## Work to be completed
Count how many lines in the listing below contain the string "flying", with uppercase and lowercase treated as different. Give only the number.

## Task input
◆ ◆ ◆ ◆ ◆
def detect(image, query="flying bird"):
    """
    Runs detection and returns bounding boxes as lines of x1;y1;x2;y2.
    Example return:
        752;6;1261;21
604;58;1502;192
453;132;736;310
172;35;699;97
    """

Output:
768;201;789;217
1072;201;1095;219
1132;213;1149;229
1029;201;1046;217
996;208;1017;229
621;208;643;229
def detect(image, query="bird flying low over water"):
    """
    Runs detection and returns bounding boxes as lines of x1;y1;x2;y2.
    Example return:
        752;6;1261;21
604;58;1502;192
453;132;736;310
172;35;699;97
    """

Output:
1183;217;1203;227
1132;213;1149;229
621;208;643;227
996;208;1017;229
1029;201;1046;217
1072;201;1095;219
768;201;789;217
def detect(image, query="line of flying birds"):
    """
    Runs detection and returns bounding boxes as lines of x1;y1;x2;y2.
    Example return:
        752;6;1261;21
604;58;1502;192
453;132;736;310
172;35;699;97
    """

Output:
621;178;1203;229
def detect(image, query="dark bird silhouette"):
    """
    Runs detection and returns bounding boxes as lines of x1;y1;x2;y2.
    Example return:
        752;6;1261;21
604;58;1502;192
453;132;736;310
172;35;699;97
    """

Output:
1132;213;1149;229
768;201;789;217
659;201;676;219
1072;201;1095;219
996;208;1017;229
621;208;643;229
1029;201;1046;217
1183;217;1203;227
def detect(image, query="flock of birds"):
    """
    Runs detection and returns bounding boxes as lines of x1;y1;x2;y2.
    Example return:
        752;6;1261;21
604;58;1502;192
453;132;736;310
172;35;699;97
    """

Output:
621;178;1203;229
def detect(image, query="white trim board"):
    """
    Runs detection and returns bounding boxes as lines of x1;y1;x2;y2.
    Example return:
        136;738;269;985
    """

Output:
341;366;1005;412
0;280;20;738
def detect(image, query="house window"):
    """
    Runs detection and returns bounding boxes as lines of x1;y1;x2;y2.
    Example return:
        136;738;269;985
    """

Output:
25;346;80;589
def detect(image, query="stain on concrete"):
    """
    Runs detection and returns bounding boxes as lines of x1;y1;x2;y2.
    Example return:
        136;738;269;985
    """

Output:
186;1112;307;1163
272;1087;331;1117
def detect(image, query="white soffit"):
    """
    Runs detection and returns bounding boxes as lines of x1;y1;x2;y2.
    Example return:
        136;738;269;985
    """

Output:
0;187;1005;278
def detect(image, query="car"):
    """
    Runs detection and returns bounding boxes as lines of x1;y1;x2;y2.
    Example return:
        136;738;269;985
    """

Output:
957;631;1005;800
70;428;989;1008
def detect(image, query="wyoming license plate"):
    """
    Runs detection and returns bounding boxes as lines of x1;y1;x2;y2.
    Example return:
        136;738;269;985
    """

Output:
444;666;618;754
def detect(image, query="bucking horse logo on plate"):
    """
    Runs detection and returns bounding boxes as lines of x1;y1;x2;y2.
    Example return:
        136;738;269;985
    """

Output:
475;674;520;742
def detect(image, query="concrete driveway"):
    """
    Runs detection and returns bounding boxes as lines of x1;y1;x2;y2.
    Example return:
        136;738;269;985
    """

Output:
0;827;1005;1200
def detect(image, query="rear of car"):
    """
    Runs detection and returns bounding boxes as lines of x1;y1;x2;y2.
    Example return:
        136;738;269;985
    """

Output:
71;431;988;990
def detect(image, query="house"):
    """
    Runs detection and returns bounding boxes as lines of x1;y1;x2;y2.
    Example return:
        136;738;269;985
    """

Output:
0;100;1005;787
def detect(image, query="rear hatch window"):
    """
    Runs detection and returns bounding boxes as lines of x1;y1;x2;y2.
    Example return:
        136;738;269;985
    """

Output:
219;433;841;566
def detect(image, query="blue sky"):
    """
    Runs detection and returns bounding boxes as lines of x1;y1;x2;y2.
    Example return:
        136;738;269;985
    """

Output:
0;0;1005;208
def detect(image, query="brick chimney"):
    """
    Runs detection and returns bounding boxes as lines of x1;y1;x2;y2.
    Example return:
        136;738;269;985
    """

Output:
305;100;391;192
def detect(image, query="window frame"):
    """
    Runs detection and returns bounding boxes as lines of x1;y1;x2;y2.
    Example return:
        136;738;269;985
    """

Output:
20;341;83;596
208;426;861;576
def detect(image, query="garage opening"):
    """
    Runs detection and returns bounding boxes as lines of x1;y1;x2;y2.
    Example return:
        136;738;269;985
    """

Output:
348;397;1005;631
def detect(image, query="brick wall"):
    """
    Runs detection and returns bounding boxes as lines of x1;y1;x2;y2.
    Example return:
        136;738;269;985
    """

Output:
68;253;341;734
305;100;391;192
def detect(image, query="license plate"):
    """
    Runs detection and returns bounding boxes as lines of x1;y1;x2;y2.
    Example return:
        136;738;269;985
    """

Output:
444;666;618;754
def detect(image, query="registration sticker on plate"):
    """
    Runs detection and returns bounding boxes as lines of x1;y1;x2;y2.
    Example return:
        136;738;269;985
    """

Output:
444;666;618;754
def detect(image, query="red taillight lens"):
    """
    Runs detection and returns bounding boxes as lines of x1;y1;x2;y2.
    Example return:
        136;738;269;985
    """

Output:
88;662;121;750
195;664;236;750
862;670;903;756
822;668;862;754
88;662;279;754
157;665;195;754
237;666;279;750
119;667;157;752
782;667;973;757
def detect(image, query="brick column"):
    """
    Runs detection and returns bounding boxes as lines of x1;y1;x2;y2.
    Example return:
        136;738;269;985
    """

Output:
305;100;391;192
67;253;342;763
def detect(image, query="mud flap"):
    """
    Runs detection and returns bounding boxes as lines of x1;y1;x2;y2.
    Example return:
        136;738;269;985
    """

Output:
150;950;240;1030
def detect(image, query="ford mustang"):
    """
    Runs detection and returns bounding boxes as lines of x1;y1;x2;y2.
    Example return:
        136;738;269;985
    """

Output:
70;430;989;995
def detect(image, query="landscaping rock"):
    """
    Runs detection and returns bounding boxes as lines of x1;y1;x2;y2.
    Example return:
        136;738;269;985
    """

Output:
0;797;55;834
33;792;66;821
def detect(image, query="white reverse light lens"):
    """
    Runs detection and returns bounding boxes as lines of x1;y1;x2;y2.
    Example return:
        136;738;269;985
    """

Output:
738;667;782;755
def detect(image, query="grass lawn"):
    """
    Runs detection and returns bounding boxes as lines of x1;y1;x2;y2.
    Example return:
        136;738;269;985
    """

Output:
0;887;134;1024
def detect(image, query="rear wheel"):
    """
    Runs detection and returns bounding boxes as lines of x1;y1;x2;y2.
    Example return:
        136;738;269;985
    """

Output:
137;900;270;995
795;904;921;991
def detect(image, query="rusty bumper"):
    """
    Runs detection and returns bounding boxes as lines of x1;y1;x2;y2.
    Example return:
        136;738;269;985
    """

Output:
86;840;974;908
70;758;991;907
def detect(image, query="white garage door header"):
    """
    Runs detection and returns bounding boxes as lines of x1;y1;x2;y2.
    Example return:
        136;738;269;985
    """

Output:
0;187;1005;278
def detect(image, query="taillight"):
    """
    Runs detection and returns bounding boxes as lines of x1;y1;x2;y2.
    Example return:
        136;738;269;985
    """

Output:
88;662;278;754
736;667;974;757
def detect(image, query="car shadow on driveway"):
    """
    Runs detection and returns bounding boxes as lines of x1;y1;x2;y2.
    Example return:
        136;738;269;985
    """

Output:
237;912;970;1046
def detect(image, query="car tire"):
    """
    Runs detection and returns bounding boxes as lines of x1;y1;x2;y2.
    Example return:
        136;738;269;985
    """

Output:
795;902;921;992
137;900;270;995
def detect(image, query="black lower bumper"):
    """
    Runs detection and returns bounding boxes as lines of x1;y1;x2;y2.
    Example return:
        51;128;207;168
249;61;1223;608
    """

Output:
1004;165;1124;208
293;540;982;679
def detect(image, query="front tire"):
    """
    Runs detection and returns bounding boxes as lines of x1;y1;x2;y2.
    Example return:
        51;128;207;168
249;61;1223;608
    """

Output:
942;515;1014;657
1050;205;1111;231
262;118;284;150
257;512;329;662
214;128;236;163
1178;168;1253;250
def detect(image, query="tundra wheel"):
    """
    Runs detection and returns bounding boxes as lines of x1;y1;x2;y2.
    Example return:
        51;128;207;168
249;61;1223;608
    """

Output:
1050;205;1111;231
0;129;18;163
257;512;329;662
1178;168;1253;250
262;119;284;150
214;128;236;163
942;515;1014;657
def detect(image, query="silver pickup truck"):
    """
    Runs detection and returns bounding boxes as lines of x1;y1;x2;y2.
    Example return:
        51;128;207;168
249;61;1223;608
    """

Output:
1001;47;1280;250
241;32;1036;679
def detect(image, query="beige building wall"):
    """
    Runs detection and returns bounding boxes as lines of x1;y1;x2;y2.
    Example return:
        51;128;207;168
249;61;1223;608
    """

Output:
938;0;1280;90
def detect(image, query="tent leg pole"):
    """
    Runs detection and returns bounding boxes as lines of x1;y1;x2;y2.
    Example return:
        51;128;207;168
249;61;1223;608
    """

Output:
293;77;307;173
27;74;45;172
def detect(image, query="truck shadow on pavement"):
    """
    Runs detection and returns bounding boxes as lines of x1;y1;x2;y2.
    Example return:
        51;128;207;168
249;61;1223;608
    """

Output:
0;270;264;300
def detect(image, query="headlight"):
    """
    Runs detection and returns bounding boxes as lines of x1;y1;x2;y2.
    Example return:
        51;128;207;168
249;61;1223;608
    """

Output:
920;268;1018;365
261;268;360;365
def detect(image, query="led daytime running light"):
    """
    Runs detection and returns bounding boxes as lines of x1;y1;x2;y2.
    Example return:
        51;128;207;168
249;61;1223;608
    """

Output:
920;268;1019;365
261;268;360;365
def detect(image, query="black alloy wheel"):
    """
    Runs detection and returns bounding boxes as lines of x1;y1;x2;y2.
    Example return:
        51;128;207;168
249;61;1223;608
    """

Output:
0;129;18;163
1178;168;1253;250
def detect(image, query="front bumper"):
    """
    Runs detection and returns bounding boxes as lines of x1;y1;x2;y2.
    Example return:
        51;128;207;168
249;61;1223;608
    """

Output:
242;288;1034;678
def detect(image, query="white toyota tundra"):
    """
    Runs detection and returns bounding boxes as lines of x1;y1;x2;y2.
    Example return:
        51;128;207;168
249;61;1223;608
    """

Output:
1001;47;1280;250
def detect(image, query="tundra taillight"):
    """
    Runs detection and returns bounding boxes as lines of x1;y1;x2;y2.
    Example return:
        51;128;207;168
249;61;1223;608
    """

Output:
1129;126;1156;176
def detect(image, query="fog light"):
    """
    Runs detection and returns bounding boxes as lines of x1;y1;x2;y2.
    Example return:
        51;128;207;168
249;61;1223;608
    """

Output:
◆ ◆ ◆ ◆ ◆
## Solution to the exercise
3